_Consignes de l'exercice_
Pouvez-vous rédiger la suite du texte consacré aux trois poèmes de Zofia Szymanowska mis en musique par Szymanowski ?

_Extrait source_
Szymanowski a mis en musique trois poèmes de sa sœur Zofia Szymanowska. On retrouve dans sa musique des thèmes anciens et orientaux, et une influence de l'impressionnisme musical.

Il s'agit d'une de mes œuvres préférées du compositeur. On remarquera au passage la superbe pochette illustrée par le tableau "Les Vierges" de Gustav Klimt.

La musique influencée par l'orient de Szymanowski se caractérise par une mélodie colorature qui reflète l'émotion de la voix, des séquences chromatiques (imitant les micro-intervalles), des basses mélodiques, harmoniques et rythmiques, différentes percussions et, finalement, ses qualités expressives d'extase, de ferveur et de passion, qui sont l'essence de l'art perse.

Voici ces 3 poèmes.


1. La Lune solitaire. Dans ce morceau on appréciera notamment les vocalises de la chanteuse.



2. Le Rossignol. Ici l'évocation de l'oiseau qui virevolte n'est pas sans faire penser à "L'oiseau de feu" de Stravinsky.




3. La Danse. Dans ce dernier morceau, on retrouve de magnifiques vocalises.

Libellés des points d'objet
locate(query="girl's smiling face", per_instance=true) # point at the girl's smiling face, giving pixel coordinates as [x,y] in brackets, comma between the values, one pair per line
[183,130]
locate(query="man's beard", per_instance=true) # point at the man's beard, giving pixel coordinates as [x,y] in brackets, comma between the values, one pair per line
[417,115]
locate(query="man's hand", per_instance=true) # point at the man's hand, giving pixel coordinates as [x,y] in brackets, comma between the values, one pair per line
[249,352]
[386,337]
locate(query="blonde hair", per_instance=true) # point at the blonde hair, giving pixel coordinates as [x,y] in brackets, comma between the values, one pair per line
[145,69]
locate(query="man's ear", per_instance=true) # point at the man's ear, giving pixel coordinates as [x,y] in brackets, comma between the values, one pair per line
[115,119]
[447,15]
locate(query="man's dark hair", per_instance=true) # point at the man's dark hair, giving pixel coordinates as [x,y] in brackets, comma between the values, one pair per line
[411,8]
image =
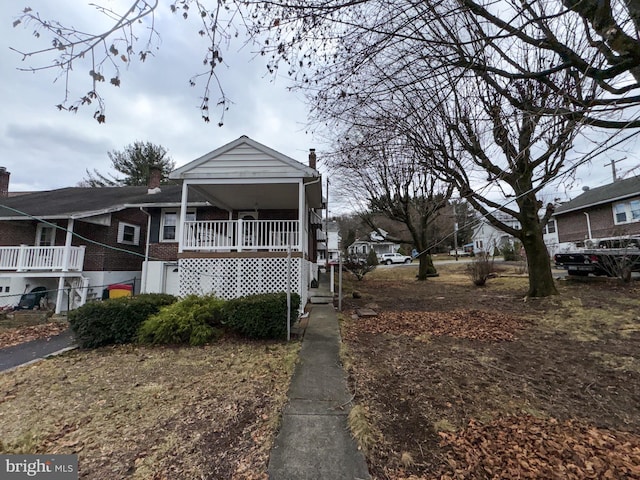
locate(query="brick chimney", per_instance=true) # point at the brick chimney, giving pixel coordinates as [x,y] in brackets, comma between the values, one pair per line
[155,177]
[4,182]
[312,158]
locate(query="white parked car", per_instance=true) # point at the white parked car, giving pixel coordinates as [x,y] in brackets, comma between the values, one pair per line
[389,258]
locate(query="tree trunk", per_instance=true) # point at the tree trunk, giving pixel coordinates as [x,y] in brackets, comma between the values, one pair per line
[426,268]
[541,282]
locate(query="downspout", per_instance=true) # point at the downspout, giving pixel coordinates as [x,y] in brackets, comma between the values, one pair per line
[588,225]
[145,265]
[303,202]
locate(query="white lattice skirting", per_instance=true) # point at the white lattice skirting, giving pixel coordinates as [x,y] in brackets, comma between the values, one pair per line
[238,277]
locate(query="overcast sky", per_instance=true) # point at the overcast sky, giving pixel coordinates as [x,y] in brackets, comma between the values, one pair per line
[47,149]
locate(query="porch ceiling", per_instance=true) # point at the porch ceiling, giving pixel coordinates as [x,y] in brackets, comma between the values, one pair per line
[250,197]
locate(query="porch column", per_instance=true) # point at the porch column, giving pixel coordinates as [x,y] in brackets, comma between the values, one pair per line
[60,295]
[183,216]
[302,217]
[67,246]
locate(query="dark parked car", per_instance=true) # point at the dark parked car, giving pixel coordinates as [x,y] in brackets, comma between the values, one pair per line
[28,301]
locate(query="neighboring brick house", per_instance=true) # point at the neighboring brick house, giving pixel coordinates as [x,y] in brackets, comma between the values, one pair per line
[74,242]
[238,228]
[609,211]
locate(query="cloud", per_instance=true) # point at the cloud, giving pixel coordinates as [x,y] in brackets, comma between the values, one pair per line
[44,148]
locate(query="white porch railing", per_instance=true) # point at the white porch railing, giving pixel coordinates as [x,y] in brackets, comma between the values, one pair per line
[239,235]
[25,258]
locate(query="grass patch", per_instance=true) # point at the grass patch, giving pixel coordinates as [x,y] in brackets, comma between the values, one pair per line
[361,428]
[618,362]
[151,412]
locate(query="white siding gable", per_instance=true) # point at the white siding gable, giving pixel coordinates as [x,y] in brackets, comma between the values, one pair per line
[243,158]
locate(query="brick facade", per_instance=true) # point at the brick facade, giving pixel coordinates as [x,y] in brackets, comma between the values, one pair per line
[572,226]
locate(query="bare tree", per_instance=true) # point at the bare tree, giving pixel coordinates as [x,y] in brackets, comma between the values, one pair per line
[390,180]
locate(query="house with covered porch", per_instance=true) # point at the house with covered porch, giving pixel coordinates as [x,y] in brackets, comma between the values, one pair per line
[257,232]
[242,219]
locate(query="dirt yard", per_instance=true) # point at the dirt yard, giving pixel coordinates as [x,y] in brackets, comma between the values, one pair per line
[454,381]
[152,413]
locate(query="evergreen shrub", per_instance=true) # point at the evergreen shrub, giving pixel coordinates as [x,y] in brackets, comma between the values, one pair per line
[194,320]
[262,316]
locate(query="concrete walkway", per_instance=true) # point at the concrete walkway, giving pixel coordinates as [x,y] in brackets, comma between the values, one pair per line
[314,442]
[29,352]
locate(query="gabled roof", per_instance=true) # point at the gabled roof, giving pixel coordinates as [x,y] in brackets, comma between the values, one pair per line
[243,158]
[79,202]
[615,191]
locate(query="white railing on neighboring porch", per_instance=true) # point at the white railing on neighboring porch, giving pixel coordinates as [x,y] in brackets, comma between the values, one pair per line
[239,235]
[25,258]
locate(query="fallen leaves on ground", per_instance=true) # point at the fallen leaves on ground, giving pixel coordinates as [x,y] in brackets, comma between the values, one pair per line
[529,447]
[16,336]
[470,324]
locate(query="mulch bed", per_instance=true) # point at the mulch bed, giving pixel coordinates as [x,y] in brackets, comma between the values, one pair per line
[470,324]
[18,335]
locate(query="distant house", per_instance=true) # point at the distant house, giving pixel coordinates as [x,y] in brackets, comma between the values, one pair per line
[489,239]
[612,210]
[260,234]
[376,241]
[240,219]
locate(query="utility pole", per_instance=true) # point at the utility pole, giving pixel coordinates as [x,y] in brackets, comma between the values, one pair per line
[455,231]
[613,167]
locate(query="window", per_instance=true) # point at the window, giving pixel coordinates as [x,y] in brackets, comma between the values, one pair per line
[626,212]
[45,235]
[635,209]
[128,234]
[169,224]
[550,227]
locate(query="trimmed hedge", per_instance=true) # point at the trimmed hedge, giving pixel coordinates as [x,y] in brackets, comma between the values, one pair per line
[114,321]
[261,316]
[194,320]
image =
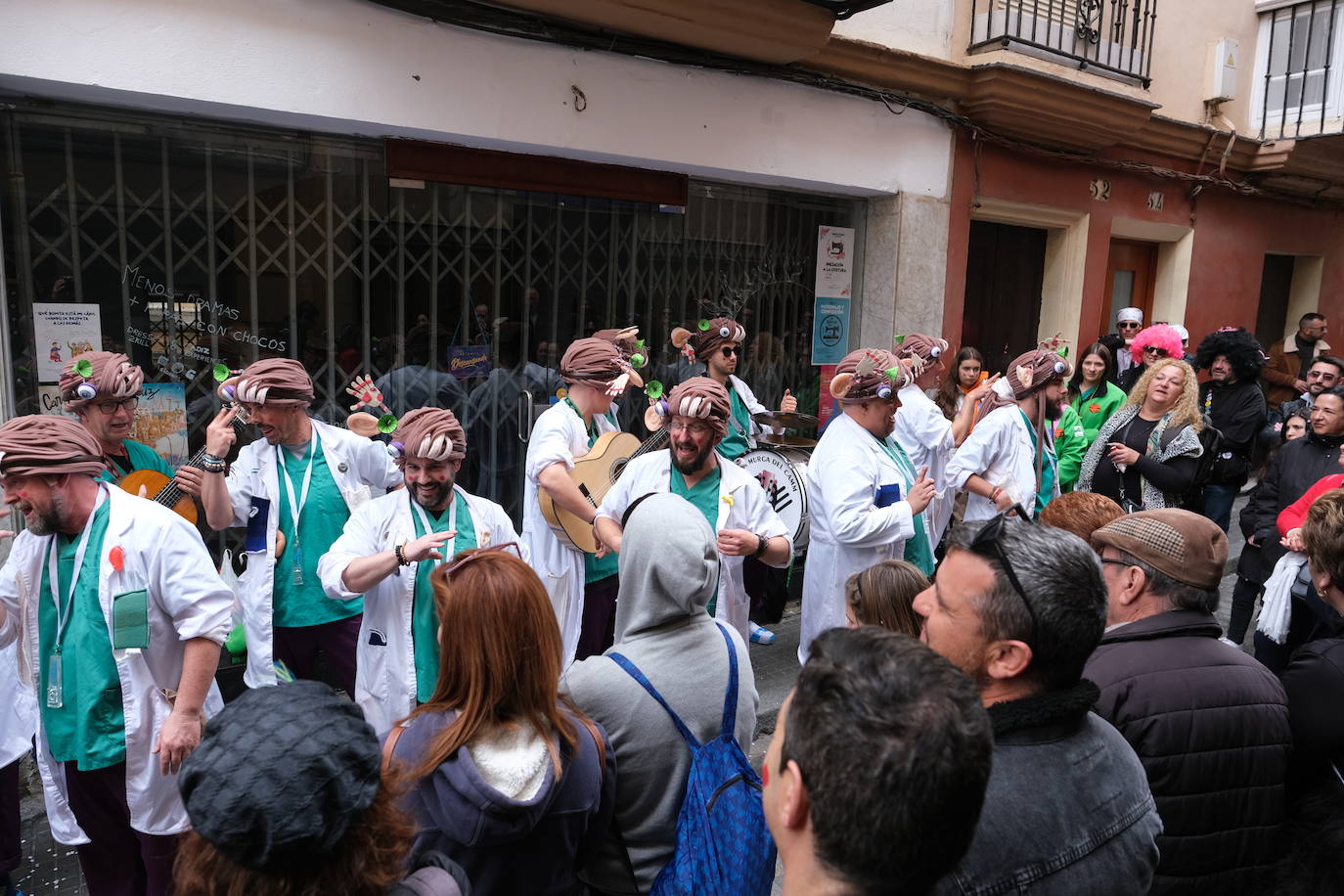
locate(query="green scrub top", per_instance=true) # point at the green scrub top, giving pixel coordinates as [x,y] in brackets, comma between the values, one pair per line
[424,618]
[734,445]
[141,457]
[324,518]
[917,550]
[704,497]
[90,727]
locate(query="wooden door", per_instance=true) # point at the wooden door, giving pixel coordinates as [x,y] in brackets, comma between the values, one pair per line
[1131,276]
[1005,270]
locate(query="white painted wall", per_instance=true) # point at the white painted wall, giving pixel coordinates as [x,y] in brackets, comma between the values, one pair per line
[348,66]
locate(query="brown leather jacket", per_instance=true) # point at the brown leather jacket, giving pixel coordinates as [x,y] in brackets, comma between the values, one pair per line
[1281,374]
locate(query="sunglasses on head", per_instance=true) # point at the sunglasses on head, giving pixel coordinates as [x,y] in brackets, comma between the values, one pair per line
[988,544]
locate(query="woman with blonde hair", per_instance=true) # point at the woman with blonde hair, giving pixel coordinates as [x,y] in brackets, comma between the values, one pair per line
[498,765]
[1146,454]
[883,596]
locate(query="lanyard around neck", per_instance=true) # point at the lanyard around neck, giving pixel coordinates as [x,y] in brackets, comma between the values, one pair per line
[64,612]
[308,477]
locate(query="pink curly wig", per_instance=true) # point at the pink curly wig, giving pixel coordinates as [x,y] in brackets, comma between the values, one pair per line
[1157,336]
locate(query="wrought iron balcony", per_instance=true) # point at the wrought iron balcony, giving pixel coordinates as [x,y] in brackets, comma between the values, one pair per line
[1298,92]
[1113,36]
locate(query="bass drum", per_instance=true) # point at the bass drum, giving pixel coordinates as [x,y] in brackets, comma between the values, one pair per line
[783,471]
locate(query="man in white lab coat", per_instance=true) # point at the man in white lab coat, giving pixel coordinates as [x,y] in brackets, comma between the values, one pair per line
[301,479]
[387,553]
[582,586]
[114,605]
[866,499]
[1009,457]
[732,500]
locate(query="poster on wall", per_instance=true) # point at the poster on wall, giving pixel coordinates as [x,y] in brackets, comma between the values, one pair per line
[829,330]
[161,421]
[834,262]
[62,331]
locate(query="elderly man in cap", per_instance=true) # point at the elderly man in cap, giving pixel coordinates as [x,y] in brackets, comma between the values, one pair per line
[387,551]
[114,602]
[1208,723]
[732,500]
[1128,323]
[866,497]
[103,389]
[293,489]
[582,586]
[1009,457]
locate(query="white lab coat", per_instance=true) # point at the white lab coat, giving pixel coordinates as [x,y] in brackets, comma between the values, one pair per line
[384,677]
[1000,450]
[926,437]
[18,708]
[742,506]
[165,557]
[850,532]
[557,438]
[360,468]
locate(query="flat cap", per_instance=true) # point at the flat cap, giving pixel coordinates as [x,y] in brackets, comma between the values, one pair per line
[1187,547]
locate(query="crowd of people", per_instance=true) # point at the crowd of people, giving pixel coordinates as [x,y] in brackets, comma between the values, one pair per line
[1012,676]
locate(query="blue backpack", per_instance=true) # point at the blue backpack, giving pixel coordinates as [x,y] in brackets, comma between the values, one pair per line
[722,842]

_Réponse_
1915 - Métopes Op. 29




En 1914, le compositeur se réfugie dans son village natal en Ukraine et y reste jusqu'à la Révolution Russe. Il revient d'un long séjour en Europe, en Sicile et en Afrique du nord, où il puise son inspiration pour les œuvres de ces années. 

Son style s'approche alors de l'impressionnisme debussyste et inaugure une série de musique à programme avec ses Métopes Op.29 pour piano, ses Mythes Op.30 pour violon et piano, et ses Masques Op.34 pour piano, ces trois œuvres formant une sorte de trilogie méditerranéenne, où prédomine l'influence de légendes de la Grèce antique.

Les Métopes, voilà un titre bien étrange. La définition de métope est la suivante: une métope est un panneau architectural de forme rectangulaire, le plus souvent décoré de reliefs. Elle est située au-dessus de l'architrave, en alternance avec les triglyphes (dans l'ordre dorique). L'ensemble forme une frise.

Les Métopes du compositeur sont inspirées de celles du temple de Sélinonte, situé sur la côte sud de la Sicile, qui sont conservées au musée de Palerme, et relatent trois épisodes de l'Odyssée d'Homère.

Elles se composent de trois pièces dont l'exécution dure environ vingt minutes :
  1. L'île des sirènes
  2. Calypso
  3. Nausicaa
J'ai sélectionné la version interprétée par le pianiste polonais Piotr Anderszewski.

Voici le premier mouvement, "L'île des sirènes".





1915 - Mythes Op. 30




Composée en 1915 à Zarudzie (Ukraine) et dédiée à son épouse Sophie, cette œuvre est jouée le 21 novembre 1921 à Budapest avec Joseph Szigeti au violon et Béla Bartók au piano.

Il s'agit de la seconde œuvre de cette période méditerranéenne et impressionniste.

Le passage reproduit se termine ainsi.